> _RECORDS FOR THIS EXERCISE_:
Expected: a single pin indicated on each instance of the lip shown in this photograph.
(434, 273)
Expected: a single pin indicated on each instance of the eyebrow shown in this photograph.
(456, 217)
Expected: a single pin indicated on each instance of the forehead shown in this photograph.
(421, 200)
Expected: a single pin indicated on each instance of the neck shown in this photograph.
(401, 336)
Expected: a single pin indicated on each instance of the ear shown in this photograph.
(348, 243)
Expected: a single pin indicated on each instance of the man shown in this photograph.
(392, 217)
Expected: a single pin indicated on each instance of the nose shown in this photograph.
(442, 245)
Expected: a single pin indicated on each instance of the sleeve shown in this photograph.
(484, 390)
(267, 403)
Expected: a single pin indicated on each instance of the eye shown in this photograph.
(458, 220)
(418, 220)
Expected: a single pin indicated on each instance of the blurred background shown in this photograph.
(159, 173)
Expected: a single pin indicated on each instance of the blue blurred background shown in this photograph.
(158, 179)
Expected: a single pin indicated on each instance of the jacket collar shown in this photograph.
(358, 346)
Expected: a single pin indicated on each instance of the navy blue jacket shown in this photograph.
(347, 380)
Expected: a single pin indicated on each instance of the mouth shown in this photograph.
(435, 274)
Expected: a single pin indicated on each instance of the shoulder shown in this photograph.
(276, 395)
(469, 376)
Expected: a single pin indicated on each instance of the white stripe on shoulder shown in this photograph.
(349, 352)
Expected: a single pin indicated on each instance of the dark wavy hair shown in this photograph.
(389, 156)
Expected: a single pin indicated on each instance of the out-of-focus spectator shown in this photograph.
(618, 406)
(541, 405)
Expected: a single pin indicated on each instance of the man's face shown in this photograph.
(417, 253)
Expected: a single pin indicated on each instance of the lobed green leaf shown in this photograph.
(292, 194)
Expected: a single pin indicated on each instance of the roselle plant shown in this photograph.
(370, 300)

> _TASK INSTRUCTIONS_: Your task is to print the whole listing again exactly.

> _WRITTEN RESPONSE_:
Expected: a single pin indicated on each instance of the lip shown in this photograph.
(434, 273)
Expected: a single pin indicated on each instance of the eyebrow shown in this photograph.
(456, 217)
Expected: a single pin indicated on each instance of the forehead shown in this photograph.
(421, 200)
Expected: a single pin indicated on each instance of the neck shown in this photograph.
(401, 336)
Expected: a single pin indicated on each instance of the ear shown in this photograph.
(348, 243)
Expected: a single pin indicated on each instance of the man shown in this photograph.
(392, 217)
Expected: a single pin indicated on each instance of the nose shown in this photograph.
(442, 245)
Expected: a single pin indicated on each instance of the sleeve shown in this photograph.
(484, 390)
(267, 403)
Expected: a single pin indicated on each instance of the eye shown in this photograph.
(458, 220)
(418, 220)
Expected: a single pin indicated on each instance of the blurred background shown in this photograph.
(159, 173)
Expected: a single pin indicated on each instance of the blue blurred background shown in this photograph.
(158, 179)
Expected: a single pin indicated on each instance of the jacket collar shown in this photograph.
(358, 346)
Expected: a single pin indicated on each instance of the navy blue jacket shown in this photograph.
(347, 380)
Expected: a single pin indicated on each instance of the mouth shown in this photograph.
(435, 274)
Expected: a single pin indicated on each instance of the shoulder shown in this photograph.
(276, 395)
(469, 376)
Expected: a single pin indicated on each instance of the white stripe on shoulder shown in this photograph.
(349, 352)
Expected: a single pin indicated on each instance of the dark wavy hair shown in this photograph.
(389, 156)
Expected: a single pin indicated on each instance of the out-of-focus spectator shown in this photograph.
(618, 406)
(541, 405)
Expected: a single pin indicated on each instance of the man's face shown in this photograph.
(417, 253)
Expected: a single pin indicated on each instance of the lobed green leaf shown in this photograph.
(292, 194)
Expected: a single pin indicated on each instance of the roselle plant shown in this photograph.
(370, 300)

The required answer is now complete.